Task set -
**a)** In the CBC passage below, what topic is John Lewis's session on?
**b)** Name every member of Congress that the CBC passage below mentions by name.

Provided text -
>> Begin

The bright spots - or perhaps we should say the black spots - are present, but far too few.  Chicago's Rep. Danny Davis is conducting a day-long session, three "braintrust" segments on re-entry for ex-offenders.  Detroit's John Conyers has a single health care session (but again, nothing on impeachment), John Lewis has one on nonviolence and Maxine Waters has one on the Judiciary.  And it should be said that not all donors to the CBC Institute and the CBC Foundation are corporate villains.  The ACLU is a donor, as are the Centers for Constitutional Rights and several labor unions.

>> End

Entries supplied -
>> Begin

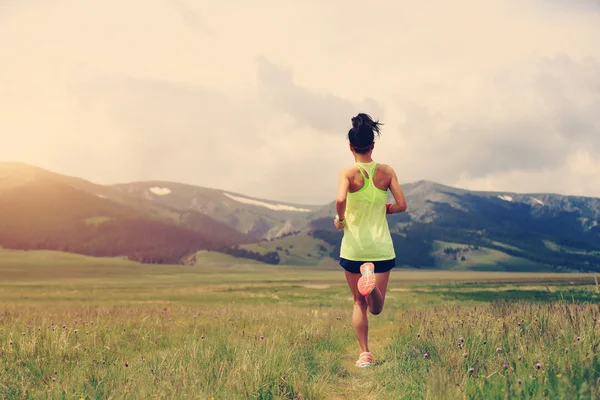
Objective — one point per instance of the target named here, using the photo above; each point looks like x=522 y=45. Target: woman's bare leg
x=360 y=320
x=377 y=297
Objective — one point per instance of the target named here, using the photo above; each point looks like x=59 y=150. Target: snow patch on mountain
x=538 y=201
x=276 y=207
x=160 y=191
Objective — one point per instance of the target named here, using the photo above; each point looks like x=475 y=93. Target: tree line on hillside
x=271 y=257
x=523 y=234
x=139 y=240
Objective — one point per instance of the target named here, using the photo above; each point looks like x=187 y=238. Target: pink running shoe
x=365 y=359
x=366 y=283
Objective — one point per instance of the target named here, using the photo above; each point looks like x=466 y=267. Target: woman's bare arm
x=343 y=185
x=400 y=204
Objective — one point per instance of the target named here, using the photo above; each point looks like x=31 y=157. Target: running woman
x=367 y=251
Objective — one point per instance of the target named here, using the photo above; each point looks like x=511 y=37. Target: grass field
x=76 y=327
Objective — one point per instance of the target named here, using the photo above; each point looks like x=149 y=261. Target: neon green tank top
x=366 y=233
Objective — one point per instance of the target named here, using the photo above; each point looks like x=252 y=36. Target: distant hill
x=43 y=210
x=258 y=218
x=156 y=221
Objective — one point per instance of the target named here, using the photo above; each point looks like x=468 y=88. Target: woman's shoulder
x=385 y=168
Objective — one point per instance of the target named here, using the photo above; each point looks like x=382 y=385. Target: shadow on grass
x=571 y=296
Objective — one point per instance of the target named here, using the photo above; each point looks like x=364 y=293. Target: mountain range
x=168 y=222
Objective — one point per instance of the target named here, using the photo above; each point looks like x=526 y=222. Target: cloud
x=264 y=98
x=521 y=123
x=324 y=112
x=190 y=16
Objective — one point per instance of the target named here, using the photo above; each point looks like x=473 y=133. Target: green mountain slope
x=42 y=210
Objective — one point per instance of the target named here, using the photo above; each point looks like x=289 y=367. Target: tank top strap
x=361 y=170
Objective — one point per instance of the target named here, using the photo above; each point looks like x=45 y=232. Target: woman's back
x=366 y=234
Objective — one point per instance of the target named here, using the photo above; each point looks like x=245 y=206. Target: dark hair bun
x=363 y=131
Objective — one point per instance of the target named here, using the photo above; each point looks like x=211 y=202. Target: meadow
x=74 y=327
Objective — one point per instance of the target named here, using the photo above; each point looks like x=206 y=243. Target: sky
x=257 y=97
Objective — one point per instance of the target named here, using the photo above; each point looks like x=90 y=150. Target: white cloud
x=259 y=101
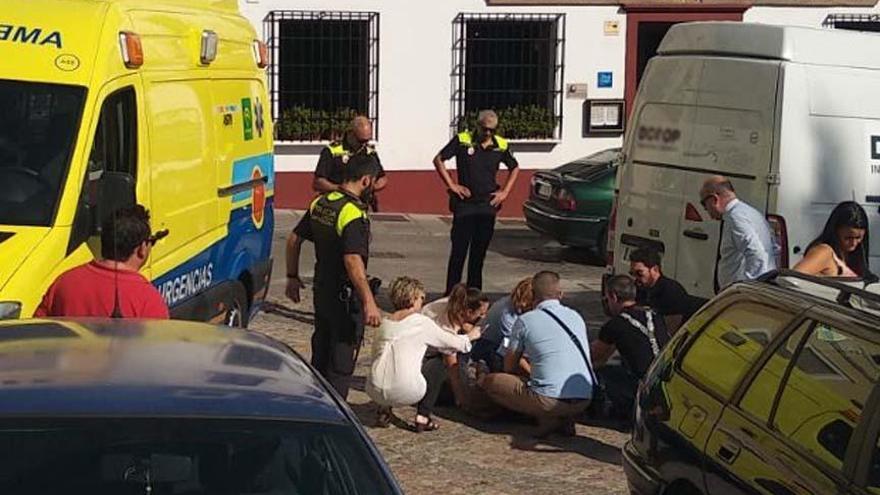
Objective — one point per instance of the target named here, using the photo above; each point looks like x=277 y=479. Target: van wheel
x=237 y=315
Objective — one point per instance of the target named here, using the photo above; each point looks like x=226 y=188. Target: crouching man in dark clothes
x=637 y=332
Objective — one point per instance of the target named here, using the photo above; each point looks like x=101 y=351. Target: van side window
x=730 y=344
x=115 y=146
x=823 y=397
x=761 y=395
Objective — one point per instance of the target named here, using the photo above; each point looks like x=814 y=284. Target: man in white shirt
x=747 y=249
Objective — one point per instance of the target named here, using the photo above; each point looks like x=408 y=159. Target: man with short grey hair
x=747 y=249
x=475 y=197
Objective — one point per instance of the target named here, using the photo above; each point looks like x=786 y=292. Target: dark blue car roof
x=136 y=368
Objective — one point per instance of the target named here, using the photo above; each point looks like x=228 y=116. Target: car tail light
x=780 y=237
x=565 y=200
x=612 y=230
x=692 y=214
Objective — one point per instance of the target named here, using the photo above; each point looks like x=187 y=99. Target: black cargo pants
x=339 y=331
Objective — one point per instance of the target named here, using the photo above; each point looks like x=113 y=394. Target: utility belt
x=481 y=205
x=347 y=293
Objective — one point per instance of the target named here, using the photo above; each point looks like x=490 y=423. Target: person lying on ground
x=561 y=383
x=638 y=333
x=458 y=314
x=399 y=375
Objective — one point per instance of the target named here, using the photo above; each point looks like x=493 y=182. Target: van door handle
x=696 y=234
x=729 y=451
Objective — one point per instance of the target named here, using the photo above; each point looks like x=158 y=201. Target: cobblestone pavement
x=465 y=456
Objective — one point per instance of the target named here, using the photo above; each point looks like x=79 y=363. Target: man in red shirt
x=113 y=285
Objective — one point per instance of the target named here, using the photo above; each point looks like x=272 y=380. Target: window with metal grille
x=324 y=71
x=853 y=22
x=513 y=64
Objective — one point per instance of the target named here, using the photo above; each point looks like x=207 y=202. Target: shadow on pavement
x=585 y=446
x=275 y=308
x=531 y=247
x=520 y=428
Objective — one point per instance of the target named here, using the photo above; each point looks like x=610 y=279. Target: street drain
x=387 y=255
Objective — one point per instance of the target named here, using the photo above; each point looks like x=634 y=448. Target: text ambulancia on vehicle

>> End

Responses to the tasks -
**a)** Nonviolence.

**b)** Danny Davis, John Conyers, John Lewis, Maxine Waters